• [PODANE DANE]:

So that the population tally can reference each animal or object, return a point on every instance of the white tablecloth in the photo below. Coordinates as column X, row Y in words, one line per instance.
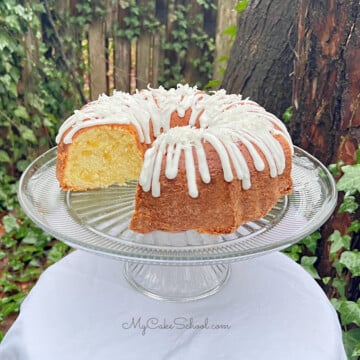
column 83, row 308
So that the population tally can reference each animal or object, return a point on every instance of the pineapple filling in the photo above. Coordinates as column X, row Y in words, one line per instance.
column 103, row 156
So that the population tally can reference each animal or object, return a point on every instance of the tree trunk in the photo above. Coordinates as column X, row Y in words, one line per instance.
column 326, row 92
column 261, row 60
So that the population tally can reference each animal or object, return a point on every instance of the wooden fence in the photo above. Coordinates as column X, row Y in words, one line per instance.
column 117, row 62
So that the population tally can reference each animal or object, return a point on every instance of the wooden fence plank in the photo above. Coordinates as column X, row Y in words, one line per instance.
column 122, row 53
column 143, row 60
column 226, row 16
column 97, row 59
column 157, row 59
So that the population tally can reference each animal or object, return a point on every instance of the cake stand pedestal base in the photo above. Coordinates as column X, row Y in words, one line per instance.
column 177, row 283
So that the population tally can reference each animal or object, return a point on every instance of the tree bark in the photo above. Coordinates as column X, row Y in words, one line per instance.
column 326, row 94
column 261, row 60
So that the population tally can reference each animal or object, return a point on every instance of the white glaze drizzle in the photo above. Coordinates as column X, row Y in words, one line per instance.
column 225, row 121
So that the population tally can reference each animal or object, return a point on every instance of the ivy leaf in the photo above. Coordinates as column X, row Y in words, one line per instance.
column 28, row 134
column 10, row 223
column 349, row 311
column 349, row 204
column 311, row 241
column 354, row 226
column 307, row 262
column 21, row 112
column 351, row 260
column 241, row 6
column 338, row 242
column 351, row 340
column 350, row 181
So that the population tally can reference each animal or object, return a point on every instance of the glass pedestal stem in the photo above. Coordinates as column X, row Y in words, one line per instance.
column 177, row 283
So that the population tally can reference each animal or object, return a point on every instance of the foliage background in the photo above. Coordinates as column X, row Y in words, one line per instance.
column 38, row 90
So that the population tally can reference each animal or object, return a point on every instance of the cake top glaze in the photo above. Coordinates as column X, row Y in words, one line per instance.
column 217, row 118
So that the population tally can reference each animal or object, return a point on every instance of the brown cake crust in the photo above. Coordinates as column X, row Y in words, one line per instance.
column 221, row 206
column 230, row 205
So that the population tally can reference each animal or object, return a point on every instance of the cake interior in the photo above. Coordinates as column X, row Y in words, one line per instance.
column 102, row 156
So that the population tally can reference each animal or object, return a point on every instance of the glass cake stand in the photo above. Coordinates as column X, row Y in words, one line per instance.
column 172, row 266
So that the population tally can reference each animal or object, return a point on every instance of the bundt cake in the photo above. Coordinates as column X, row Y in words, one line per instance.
column 204, row 162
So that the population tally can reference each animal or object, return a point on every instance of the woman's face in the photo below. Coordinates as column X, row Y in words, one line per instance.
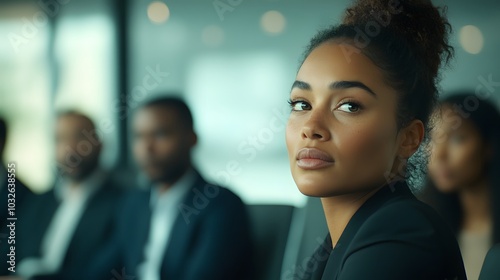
column 341, row 135
column 458, row 153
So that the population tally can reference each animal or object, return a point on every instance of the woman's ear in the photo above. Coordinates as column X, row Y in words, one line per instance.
column 410, row 138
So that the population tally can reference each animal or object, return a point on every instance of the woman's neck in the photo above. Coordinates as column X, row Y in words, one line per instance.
column 340, row 209
column 476, row 207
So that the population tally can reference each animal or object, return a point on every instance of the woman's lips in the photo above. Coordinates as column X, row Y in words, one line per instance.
column 311, row 158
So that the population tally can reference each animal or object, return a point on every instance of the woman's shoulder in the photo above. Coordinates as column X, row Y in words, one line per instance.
column 409, row 221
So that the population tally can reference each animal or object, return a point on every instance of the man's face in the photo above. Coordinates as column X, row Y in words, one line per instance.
column 162, row 143
column 77, row 155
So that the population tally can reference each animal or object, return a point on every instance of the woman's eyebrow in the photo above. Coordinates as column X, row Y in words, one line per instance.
column 336, row 85
column 351, row 84
column 301, row 85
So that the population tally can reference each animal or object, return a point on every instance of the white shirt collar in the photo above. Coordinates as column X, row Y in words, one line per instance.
column 87, row 187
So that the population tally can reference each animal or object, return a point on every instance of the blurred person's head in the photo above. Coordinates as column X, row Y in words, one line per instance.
column 77, row 145
column 3, row 136
column 163, row 139
column 464, row 157
column 464, row 143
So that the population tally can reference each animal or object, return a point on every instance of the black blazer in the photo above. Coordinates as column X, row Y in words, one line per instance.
column 209, row 241
column 491, row 265
column 21, row 195
column 92, row 232
column 391, row 236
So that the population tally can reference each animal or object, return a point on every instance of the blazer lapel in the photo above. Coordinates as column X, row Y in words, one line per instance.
column 337, row 255
column 181, row 237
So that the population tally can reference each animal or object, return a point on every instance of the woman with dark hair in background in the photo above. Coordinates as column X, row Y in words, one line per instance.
column 360, row 107
column 464, row 173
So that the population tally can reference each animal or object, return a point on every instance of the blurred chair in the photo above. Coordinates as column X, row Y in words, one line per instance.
column 491, row 265
column 308, row 230
column 270, row 228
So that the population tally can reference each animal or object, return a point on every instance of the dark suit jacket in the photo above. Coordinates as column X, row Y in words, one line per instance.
column 391, row 236
column 491, row 265
column 21, row 195
column 210, row 238
column 92, row 232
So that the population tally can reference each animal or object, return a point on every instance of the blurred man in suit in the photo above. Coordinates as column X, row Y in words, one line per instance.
column 63, row 228
column 181, row 228
column 13, row 190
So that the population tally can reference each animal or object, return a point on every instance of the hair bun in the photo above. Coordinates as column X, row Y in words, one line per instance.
column 419, row 22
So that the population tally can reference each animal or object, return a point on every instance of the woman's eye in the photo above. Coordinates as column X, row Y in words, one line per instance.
column 349, row 107
column 457, row 139
column 299, row 105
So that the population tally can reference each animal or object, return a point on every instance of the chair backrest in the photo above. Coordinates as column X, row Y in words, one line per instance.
column 491, row 265
column 308, row 231
column 270, row 228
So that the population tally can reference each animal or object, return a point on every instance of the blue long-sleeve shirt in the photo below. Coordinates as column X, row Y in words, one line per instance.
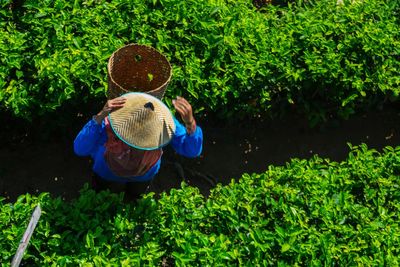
column 91, row 139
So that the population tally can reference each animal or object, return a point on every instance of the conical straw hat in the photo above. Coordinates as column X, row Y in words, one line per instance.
column 144, row 122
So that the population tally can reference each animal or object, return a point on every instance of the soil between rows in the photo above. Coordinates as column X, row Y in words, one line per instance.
column 228, row 152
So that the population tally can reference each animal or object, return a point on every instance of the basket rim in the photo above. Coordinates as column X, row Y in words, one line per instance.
column 147, row 46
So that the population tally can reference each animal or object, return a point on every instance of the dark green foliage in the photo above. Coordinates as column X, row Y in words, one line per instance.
column 308, row 213
column 228, row 57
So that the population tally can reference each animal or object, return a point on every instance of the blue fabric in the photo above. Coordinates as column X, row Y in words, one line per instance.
column 91, row 139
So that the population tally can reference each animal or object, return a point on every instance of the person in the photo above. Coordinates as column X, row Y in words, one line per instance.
column 125, row 139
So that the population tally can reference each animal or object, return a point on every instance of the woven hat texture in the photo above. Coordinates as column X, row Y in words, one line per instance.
column 138, row 68
column 144, row 122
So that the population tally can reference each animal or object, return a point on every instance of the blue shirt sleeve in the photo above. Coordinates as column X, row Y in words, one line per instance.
column 188, row 145
column 89, row 138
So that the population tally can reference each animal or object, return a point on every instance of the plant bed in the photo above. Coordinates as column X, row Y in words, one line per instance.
column 308, row 212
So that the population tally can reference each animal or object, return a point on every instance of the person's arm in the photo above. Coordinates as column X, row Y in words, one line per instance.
column 88, row 137
column 188, row 139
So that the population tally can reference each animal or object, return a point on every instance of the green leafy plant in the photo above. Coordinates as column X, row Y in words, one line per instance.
column 317, row 57
column 308, row 212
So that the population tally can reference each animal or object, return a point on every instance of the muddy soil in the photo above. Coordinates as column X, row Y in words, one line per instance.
column 229, row 151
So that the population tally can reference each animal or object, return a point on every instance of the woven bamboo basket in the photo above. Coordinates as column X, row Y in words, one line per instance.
column 138, row 68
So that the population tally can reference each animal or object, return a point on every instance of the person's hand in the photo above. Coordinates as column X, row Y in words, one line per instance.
column 184, row 109
column 109, row 106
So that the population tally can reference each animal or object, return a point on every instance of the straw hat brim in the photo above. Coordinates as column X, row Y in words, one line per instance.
column 144, row 122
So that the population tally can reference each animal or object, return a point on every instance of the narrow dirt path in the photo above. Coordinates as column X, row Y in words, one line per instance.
column 228, row 152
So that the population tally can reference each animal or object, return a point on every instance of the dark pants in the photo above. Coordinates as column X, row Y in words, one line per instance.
column 133, row 190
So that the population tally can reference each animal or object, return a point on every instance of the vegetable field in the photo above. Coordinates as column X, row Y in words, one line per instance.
column 244, row 66
column 318, row 57
column 309, row 212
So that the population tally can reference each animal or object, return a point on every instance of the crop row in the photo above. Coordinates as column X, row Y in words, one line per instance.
column 308, row 213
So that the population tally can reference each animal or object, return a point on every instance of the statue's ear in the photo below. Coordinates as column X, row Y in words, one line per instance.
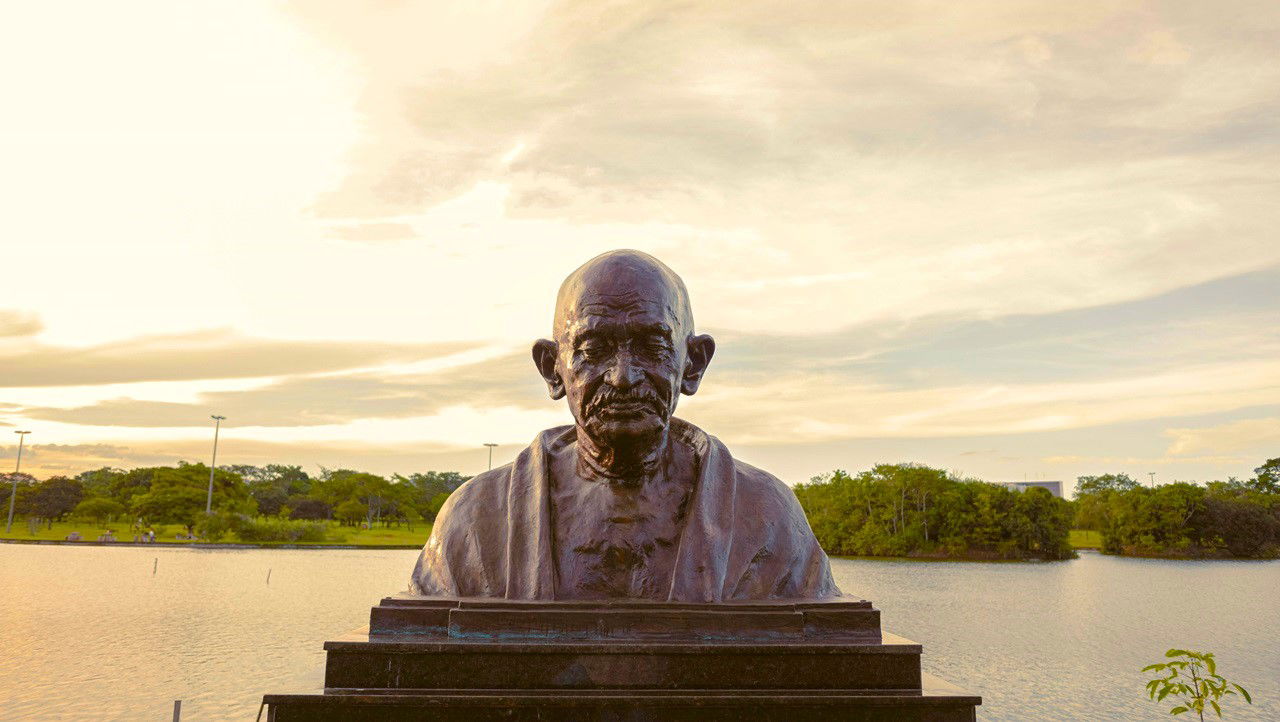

• [WYMAGANIA ZADANIA]: Ujmij wiersze materiału w listę numerowaną, pomijając puste wiersze. Zacznij od wiersza zawierającego „the woven bamboo” i skończ na wierszu zawierającym „column 309, row 212”, włączając oba.

• [PEŁNA ODPOWIEDŹ]:
1. So that the population tally can reference each animal or object, return a point on every instance of the woven bamboo basket in the photo above. Coordinates as column X, row Y in words, one line per instance.
2. column 138, row 68
3. So that the population tally can reference each animal or object, return a point on every instance of the person's hand in the photo above. Coordinates as column X, row Y in words, one line per instance.
4. column 184, row 109
5. column 109, row 106
6. So that the population tally can reference each animal or object, return a point on every instance of the straw hat brim in the photo above. Coordinates as column X, row Y in words, one line per instance.
7. column 144, row 122
8. So that the population tally can reference each animal or object, return a point on every instance of the narrow dirt path in the photo above. Coordinates as column X, row Y in words, one line per instance.
9. column 228, row 152
10. So that the population tally can reference each animal or object, return a point on every instance of the dark pants in the photo above. Coordinates as column X, row Y in words, one line per instance.
11. column 133, row 190
12. So that the population tally can reference each animal or object, return a point on every instance of the vegetable field in the photo above. Coordinates as column X, row Y in words, one line per instance.
13. column 244, row 66
14. column 318, row 57
15. column 309, row 212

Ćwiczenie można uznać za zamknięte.